_What to do_
If a line comes after the one containing "[locate] the house roof", leave it out; copy every line before it, and that line too, exactly as written, starting from the first line of the entries.

■ ■ ■

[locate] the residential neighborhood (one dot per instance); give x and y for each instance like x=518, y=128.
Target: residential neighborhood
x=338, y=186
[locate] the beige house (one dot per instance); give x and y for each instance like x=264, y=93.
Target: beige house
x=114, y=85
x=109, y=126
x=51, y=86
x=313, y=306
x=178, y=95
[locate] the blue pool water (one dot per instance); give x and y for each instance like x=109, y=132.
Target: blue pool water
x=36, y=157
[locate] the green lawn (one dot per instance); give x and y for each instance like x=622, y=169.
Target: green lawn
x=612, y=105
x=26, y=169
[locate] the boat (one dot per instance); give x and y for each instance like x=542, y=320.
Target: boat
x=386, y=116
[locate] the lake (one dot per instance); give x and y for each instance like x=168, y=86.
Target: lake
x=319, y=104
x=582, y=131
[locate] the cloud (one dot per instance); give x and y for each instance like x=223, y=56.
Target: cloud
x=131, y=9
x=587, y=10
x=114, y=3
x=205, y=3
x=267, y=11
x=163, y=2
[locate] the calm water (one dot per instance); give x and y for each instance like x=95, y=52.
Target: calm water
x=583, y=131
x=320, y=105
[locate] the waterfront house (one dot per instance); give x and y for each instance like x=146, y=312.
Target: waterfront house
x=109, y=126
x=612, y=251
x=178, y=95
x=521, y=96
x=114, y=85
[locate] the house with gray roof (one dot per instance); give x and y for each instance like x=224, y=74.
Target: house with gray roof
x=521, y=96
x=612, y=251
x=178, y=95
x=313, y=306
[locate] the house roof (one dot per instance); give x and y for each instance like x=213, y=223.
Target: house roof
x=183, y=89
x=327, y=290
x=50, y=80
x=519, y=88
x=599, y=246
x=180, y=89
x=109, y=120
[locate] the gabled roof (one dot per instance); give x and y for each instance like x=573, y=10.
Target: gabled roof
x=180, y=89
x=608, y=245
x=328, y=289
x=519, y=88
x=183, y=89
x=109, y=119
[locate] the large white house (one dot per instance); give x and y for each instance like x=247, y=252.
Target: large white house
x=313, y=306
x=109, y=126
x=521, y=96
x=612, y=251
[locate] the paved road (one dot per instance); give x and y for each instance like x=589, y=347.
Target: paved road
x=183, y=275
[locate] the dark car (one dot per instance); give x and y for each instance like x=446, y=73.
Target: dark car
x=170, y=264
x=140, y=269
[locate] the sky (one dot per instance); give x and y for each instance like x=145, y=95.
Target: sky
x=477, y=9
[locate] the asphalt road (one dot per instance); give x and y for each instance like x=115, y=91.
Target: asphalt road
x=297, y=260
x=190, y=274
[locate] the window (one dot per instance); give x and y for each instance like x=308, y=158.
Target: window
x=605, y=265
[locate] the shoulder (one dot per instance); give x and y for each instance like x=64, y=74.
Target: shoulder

■ ■ ■

_Exercise result_
[locate] the residential neighborhood (one dot per instance); give x and y for each instance like x=518, y=128.
Target: residential neighborhood
x=338, y=186
[locate] the beige house (one dot per instance); give x and y for each instance like x=264, y=93.
Target: beige house
x=114, y=85
x=109, y=126
x=51, y=86
x=313, y=306
x=178, y=95
[locate] the blue pool water (one dot per instance); give x and y for each instance like x=109, y=132.
Target: blue pool water
x=36, y=157
[locate] the green lawn (one dot per instance); give x and y for each instance like x=622, y=169.
Target: green lawn
x=612, y=105
x=26, y=169
[locate] the boat (one dot per instance); give x and y for each instance like x=542, y=320.
Target: boat
x=386, y=116
[locate] the lake (one dot per instance); give x and y for each instance like x=168, y=86.
Target: lake
x=319, y=104
x=582, y=131
[locate] the cloud (one dot per instance); give x and y for each instance like x=223, y=56.
Target: cloud
x=131, y=9
x=587, y=10
x=114, y=3
x=205, y=3
x=267, y=11
x=163, y=2
[locate] the calm water (one dot per instance); give x and y for each instance like x=95, y=52.
Target: calm water
x=583, y=131
x=320, y=105
[locate] the waterfront house (one dot per instance); give x and y for each instance like x=146, y=312.
Target: waterfront house
x=109, y=126
x=612, y=251
x=178, y=95
x=521, y=96
x=114, y=85
[locate] the house with gray roof (one dot per instance); give x and y for each instance like x=224, y=74.
Target: house with gray roof
x=521, y=96
x=612, y=251
x=178, y=95
x=313, y=306
[locate] the house roof (one dot per instance); give x and y for each instance like x=213, y=223.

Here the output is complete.